Text segment:
- - - - - - -

The most efficient maintenance system is that which has the lowest cost life index and this is usually achieved by selecting the appropriate surface dressing system taking account of the factors considered in Road Note 39 and ensuring that the dressing is properly designed, executed and given appropriate aftercare for the first few hours after the completion of the work.

 

It is also important that the selected dressing is applied at the optimum time and that time is before any pre-patching becomes necessary.  The cost of patching 10% of an existing surface, spread over a number of small patches, can easily exceed the cost of dressing the whole area and the time taken to carry out this patching operation can take four or five times the time taken to surface dress the whole area.

 

If the cost of pre-patching is added to the cost of surface dressing, the cost per square metre will have more than doubled, as will the cost life index.  The savings accruing by surface dressing before patching becomes necessary would thus more than pay for a second dressing, perhaps after a gap of seven years or so.  During this whole period, the surface of the road will have had a good texture providing resistance to skidding.

- - - - - - -

Supplied data:

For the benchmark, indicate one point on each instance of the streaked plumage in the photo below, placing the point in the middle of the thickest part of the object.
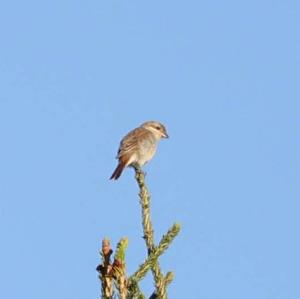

- - - - - - -

Objective: Transcribe the passage on surface dressing and road maintenance costs in full, word for word.

Reply to the task:
The most efficient maintenance system is that which has the lowest cost life index and this is usually achieved by selecting the appropriate surface dressing system taking account of the factors considered in Road Note 39 and ensuring that the dressing is properly designed, executed and given appropriate aftercare for the first few hours after the completion of the work.

 

It is also important that the selected dressing is applied at the optimum time and that time is before any pre-patching becomes necessary.  The cost of patching 10% of an existing surface, spread over a number of small patches, can easily exceed the cost of dressing the whole area and the time taken to carry out this patching operation can take four or five times the time taken to surface dress the whole area.

 

If the cost of pre-patching is added to the cost of surface dressing, the cost per square metre will have more than doubled, as will the cost life index.  The savings accruing by surface dressing before patching becomes necessary would thus more than pay for a second dressing, perhaps after a gap of seven years or so.  During this whole period, the surface of the road will have had a good texture providing resistance to skidding.